WORK INSTRUCTIONS:
Copy out the lines below verbatim, starting with the line containing "Expected: for every instance of the spectator" and going on through the line containing "x=142 y=132", and nothing more.
====
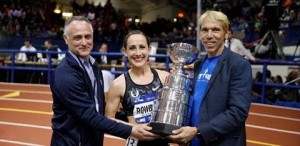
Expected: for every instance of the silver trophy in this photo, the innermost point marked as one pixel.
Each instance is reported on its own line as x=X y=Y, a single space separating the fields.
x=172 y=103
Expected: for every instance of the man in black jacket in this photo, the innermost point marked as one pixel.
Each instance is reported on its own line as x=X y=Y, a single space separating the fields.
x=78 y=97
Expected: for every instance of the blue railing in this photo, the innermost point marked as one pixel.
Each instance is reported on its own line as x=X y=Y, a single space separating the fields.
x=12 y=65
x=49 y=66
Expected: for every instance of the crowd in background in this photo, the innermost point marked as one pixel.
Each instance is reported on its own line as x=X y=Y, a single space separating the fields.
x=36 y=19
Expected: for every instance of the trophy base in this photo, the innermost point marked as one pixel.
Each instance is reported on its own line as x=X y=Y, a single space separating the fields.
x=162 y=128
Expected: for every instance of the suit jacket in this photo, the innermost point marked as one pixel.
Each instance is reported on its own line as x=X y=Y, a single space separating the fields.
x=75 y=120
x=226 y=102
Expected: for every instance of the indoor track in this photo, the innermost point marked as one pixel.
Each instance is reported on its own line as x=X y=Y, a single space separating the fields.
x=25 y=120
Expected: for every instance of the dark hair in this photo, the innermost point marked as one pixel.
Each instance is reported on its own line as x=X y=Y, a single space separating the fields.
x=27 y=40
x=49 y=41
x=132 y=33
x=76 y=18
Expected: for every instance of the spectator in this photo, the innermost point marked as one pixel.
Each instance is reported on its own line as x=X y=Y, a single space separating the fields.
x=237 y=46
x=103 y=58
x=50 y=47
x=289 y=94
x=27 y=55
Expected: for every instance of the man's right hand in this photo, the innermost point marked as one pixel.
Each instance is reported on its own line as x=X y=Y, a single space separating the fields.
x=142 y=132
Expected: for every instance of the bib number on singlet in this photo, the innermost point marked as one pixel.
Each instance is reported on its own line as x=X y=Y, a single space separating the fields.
====
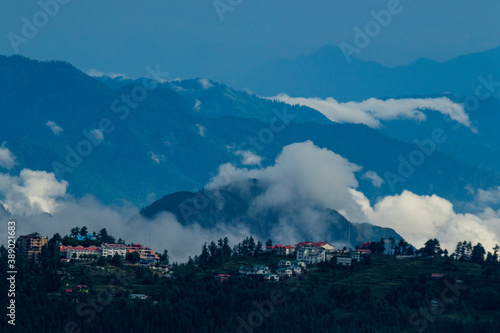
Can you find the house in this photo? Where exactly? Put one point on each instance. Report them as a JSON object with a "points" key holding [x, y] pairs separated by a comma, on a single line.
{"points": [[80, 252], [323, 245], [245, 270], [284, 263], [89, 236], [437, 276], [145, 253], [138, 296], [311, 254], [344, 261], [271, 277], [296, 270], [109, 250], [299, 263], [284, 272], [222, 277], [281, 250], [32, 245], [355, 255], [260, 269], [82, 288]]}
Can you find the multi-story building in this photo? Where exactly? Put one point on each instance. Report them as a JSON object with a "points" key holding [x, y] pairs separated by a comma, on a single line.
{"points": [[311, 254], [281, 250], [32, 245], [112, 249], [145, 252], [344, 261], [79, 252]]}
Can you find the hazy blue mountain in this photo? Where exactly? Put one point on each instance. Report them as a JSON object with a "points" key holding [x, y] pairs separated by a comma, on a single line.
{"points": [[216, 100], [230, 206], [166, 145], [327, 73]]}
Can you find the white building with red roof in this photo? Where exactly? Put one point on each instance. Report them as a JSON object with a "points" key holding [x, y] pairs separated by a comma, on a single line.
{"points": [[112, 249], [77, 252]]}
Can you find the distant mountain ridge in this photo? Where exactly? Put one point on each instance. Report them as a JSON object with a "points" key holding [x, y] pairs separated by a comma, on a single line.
====
FINISHED EXERCISE:
Expected: for every instance of the spectator in this photo, the innermost point marked as one pixel.
Each instance is reported on its own line as x=X y=Y, a single space separating the fields.
x=237 y=46
x=103 y=58
x=50 y=47
x=289 y=94
x=27 y=55
Expected: for every instance of the man's right hand in this photo, the innermost point marked as one pixel.
Each instance is reported on its own line as x=X y=Y, a single space separating the fields.
x=142 y=132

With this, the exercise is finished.